> Aim:
Your task is to quote the material that follows, in full and exactly.

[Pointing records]
--- begin ---

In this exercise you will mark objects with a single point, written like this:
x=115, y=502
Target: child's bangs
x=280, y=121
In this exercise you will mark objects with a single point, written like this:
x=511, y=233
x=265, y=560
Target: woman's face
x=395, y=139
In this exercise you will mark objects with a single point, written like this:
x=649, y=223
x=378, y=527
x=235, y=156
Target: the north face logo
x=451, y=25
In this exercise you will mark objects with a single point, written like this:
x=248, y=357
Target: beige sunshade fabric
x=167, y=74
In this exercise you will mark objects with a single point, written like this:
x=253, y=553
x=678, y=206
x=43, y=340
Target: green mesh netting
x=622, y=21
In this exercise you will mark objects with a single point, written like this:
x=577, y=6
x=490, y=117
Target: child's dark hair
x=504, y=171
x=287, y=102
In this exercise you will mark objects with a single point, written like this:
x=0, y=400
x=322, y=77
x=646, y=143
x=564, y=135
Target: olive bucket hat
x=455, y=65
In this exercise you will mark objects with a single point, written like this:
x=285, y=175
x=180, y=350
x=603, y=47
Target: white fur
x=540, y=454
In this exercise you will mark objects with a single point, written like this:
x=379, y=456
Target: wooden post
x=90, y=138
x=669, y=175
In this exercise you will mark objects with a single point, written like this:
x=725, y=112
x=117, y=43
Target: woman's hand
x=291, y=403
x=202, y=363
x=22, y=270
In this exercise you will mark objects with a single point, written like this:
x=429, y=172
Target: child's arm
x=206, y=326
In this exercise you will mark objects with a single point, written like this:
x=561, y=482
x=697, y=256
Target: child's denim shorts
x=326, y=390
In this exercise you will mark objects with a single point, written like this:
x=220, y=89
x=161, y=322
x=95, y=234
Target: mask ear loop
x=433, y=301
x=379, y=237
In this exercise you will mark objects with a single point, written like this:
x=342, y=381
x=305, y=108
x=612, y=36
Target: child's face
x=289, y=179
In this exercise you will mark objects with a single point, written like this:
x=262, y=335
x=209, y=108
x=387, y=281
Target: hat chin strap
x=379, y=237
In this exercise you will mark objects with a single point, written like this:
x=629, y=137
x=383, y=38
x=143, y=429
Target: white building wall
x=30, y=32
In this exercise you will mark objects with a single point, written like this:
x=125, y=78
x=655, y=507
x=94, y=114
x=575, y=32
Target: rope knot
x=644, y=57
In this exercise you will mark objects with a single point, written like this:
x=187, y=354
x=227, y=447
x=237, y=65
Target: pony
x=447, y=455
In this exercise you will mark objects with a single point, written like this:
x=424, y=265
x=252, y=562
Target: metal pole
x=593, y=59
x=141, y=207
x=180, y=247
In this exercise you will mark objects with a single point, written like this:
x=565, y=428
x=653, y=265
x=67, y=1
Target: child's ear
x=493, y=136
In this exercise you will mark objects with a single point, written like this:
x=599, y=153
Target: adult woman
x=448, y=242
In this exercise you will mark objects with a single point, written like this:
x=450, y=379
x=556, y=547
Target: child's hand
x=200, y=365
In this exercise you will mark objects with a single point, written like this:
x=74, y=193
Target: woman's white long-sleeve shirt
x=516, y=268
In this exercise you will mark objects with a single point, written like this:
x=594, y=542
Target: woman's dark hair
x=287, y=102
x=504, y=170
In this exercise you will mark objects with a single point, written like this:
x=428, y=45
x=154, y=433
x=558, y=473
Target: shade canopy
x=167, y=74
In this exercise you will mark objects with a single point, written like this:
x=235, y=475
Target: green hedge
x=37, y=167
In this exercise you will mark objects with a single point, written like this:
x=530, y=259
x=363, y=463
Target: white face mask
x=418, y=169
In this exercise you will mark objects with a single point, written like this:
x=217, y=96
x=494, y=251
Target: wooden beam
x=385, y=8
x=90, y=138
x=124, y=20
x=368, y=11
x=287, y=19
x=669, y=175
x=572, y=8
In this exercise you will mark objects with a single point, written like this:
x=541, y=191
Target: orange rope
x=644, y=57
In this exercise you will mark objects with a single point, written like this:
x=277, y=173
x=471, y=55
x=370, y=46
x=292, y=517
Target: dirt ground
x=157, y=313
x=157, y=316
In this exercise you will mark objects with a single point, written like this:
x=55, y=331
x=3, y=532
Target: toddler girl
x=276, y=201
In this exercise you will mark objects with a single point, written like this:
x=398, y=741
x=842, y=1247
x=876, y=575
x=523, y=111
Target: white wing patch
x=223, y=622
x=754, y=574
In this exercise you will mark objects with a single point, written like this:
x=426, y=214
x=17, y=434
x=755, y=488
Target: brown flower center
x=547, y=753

--- end ---

> The response:
In this exercise you will mark objects with a single point, written like this:
x=115, y=502
Target: child's bangs
x=280, y=121
In this exercise you will mark objects with a single point, written like this:
x=511, y=233
x=265, y=560
Target: woman's face
x=395, y=139
In this exercise you will mark objects with a single point, written like this:
x=649, y=223
x=378, y=527
x=235, y=156
Target: the north face logo
x=451, y=25
In this exercise you will mark objects with a single point, written like this:
x=248, y=357
Target: beige sunshade fabric
x=167, y=74
In this exercise you will mark objects with a single point, written like this:
x=253, y=553
x=678, y=206
x=43, y=340
Target: green mesh netting
x=622, y=21
In this exercise you will mark objects with a single point, written like this:
x=577, y=6
x=490, y=117
Target: child's dark hair
x=504, y=171
x=287, y=102
In this exercise you will mark objects with a single point, written like this:
x=0, y=400
x=322, y=77
x=646, y=143
x=564, y=135
Target: olive bucket hat
x=455, y=65
In this exercise you will mark objects with a single point, written like this:
x=285, y=175
x=180, y=350
x=603, y=47
Target: white fur
x=540, y=454
In this exercise you will mark objects with a single point, written like this:
x=379, y=456
Target: wooden post
x=90, y=138
x=669, y=175
In this exercise you will mark objects with a single point, written like this:
x=725, y=112
x=117, y=43
Target: woman's hand
x=291, y=403
x=202, y=363
x=22, y=270
In this exercise you will mark objects with a single point, written like this:
x=429, y=172
Target: child's arm
x=206, y=326
In this exercise you will mark objects with a single point, written like this:
x=561, y=482
x=697, y=256
Target: child's denim shorts
x=326, y=390
In this exercise you will mark objects with a single point, written like this:
x=220, y=89
x=161, y=322
x=95, y=234
Target: mask ear loop
x=433, y=301
x=379, y=237
In this exercise you will mark objects with a single point, written like this:
x=342, y=381
x=305, y=108
x=612, y=36
Target: child's face
x=289, y=179
In this exercise you will mark objects with a single point, written like this:
x=262, y=335
x=209, y=108
x=387, y=281
Target: hat chin strap
x=379, y=237
In this exercise you will mark objects with a single point, written like this:
x=629, y=137
x=383, y=38
x=143, y=429
Target: white building wall
x=30, y=32
In this exercise you will mark objects with a single point, written like this:
x=125, y=78
x=655, y=507
x=94, y=114
x=575, y=32
Target: rope knot
x=644, y=57
In this exercise you will mark objects with a single point, written like this:
x=187, y=354
x=227, y=447
x=237, y=65
Target: pony
x=447, y=455
In this exercise you will mark objects with a single point, written like this:
x=424, y=265
x=252, y=562
Target: metal pole
x=593, y=59
x=141, y=207
x=180, y=247
In this exercise you will mark objects with a single point, written like this:
x=565, y=428
x=653, y=265
x=67, y=1
Target: child's ear
x=493, y=136
In this exercise you will mark objects with a single point, written like this:
x=599, y=153
Target: adult woman
x=448, y=242
In this exercise you will mark objects with a single point, written like this:
x=450, y=379
x=556, y=547
Target: child's hand
x=200, y=365
In this exercise you will mark objects with a single point, written like this:
x=74, y=193
Target: woman's white long-sleeve shirt
x=516, y=268
In this exercise you will mark objects with a single point, written like this:
x=594, y=542
Target: woman's dark hair
x=287, y=102
x=504, y=170
In this exercise you will mark objects with a single point, written like this:
x=428, y=45
x=154, y=433
x=558, y=473
Target: shade canopy
x=167, y=74
In this exercise you will mark objects with a single point, written like this:
x=235, y=475
Target: green hedge
x=37, y=167
In this exercise you will mark objects with a single point, written like this:
x=530, y=259
x=363, y=463
Target: white face mask
x=418, y=169
In this exercise you will mark objects with a single point, written like this:
x=217, y=96
x=494, y=251
Target: wooden beam
x=385, y=8
x=90, y=138
x=124, y=20
x=368, y=11
x=287, y=19
x=669, y=175
x=572, y=8
In this exercise you will mark objects with a single point, written like this:
x=541, y=191
Target: orange rope
x=644, y=57
In this exercise you will mark objects with a single point, written like this:
x=277, y=173
x=471, y=55
x=370, y=46
x=292, y=517
Target: dirt ground
x=157, y=313
x=157, y=316
In this exercise you will mark objects with a single point, written like this:
x=55, y=331
x=3, y=532
Target: toddler girl
x=276, y=201
In this exercise you will mark objects with a single point, written like this:
x=398, y=741
x=842, y=1247
x=876, y=575
x=523, y=111
Target: white wing patch
x=223, y=622
x=754, y=574
In this exercise you will mark objects with a single point, written like this:
x=426, y=214
x=17, y=434
x=755, y=488
Target: brown flower center
x=547, y=753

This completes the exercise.